Exercise brief: Extract the rows below verbatim, starting at the line that contains "Does any blue sky" and stopping after the line that contains "[0,359,219,398]". Leave out the pictures.

>> BEGIN Records for this task

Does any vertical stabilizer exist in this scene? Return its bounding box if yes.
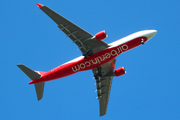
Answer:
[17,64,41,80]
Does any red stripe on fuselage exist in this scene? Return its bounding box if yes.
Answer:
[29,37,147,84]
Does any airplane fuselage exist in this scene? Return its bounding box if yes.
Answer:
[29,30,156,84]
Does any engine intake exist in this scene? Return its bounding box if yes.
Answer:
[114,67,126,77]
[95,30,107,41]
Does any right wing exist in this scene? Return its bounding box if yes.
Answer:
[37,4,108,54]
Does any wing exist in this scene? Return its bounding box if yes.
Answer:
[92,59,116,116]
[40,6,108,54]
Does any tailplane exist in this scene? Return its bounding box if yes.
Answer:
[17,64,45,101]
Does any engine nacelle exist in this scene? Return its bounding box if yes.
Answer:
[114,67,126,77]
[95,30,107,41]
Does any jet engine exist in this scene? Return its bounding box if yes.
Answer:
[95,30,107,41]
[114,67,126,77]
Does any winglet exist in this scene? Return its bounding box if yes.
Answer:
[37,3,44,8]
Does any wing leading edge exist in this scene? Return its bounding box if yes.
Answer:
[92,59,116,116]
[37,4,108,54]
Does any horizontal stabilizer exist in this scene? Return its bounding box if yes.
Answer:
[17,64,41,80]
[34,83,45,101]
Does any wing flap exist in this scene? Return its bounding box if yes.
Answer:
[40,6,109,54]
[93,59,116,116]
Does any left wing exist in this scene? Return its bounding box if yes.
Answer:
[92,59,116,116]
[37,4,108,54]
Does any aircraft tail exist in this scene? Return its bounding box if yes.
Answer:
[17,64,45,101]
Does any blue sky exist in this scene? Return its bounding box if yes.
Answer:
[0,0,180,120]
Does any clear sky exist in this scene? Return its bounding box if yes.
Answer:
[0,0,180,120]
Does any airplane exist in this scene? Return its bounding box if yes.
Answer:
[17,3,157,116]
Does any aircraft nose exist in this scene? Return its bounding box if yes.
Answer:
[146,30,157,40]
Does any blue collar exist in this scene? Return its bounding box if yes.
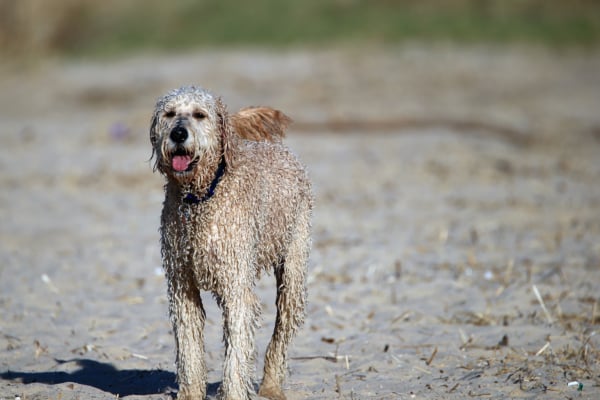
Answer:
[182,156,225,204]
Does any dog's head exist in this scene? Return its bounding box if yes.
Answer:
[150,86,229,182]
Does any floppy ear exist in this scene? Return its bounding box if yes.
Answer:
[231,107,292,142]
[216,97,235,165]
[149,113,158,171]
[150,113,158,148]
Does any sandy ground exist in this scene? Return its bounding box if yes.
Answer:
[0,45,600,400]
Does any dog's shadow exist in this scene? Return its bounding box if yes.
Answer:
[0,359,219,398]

>> END Records for this task
>> BEGIN Records for this task

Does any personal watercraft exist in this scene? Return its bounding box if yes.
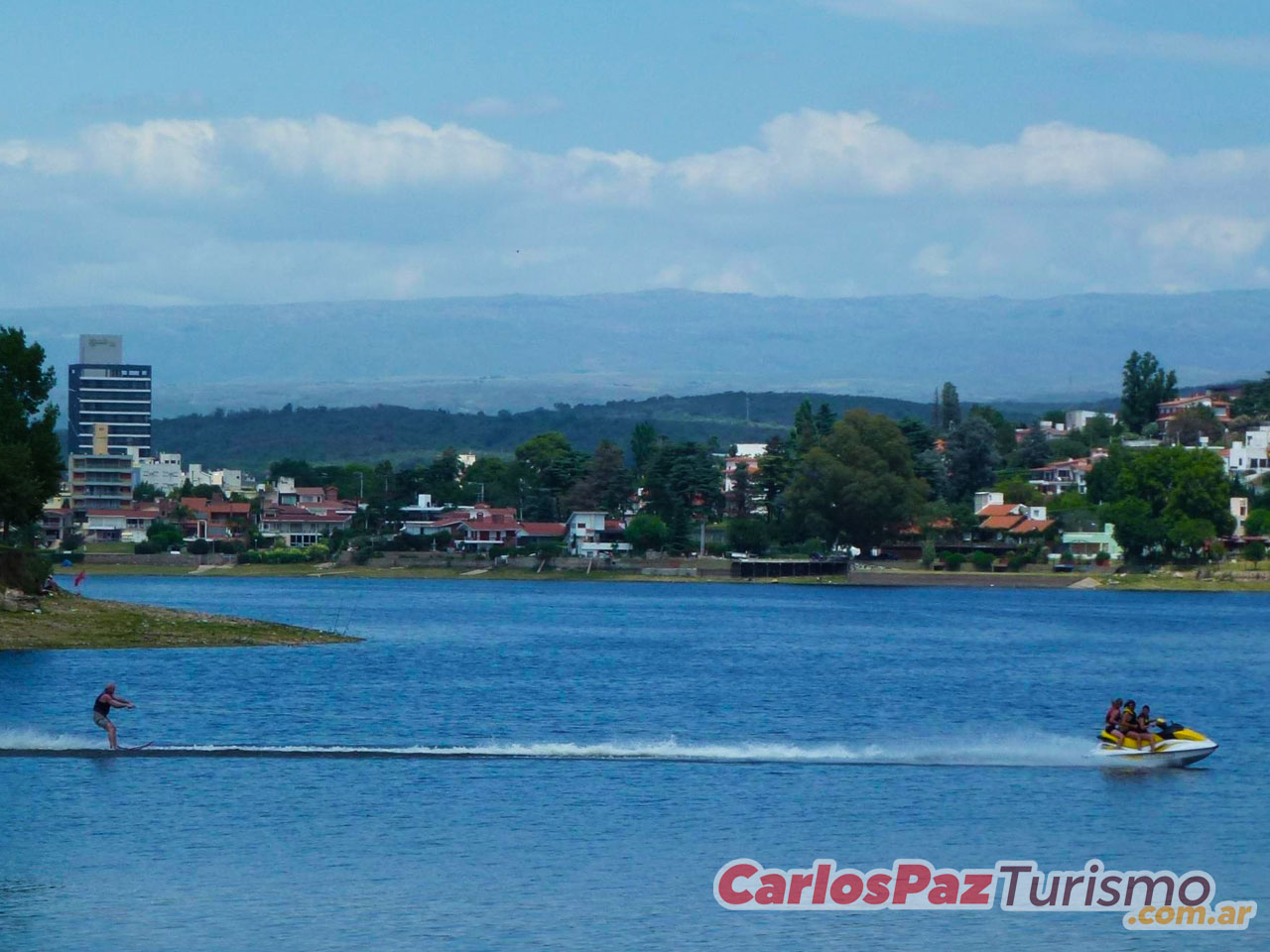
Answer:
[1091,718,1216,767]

>> END Records for this task
>> BEGIN Records for this task

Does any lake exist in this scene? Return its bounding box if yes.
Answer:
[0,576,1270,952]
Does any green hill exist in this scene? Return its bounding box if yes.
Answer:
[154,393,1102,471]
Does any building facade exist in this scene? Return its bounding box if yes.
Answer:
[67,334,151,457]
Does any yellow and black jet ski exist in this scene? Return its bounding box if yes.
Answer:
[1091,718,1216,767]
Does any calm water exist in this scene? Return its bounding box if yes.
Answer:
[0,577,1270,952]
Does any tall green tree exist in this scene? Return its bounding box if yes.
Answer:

>> END Records for this task

Solution to this task:
Does any blue sky exist in this scene? Return its bounding box if yes.
Answer:
[0,0,180,120]
Does any clear sky exist in this scene? Return its bounding box if yes.
Answer:
[0,0,180,120]
Does any airplane exist in this scene? Return its bounding box if yes.
Answer:
[17,3,157,116]
Does any aircraft nose exist in this scene? Return its bounding box if yes.
Answer:
[146,30,157,40]
Does any blue collar exist in this scene? Return its bounding box if yes.
Answer:
[182,156,225,204]
Does any dog's head exist in this scene? Return its bounding box if yes.
Answer:
[150,86,229,182]
Does any floppy ear exist in this scene? Return its bounding box if yes.
Answer:
[231,107,292,142]
[216,97,235,165]
[149,113,158,171]
[150,113,158,148]
Does any sandy ground exist in this scene? Return its bounding box if yes.
Answer:
[0,45,600,400]
Does any dog's shadow exist in this scene? Return its bounding box if yes.
Answer:
[0,359,219,398]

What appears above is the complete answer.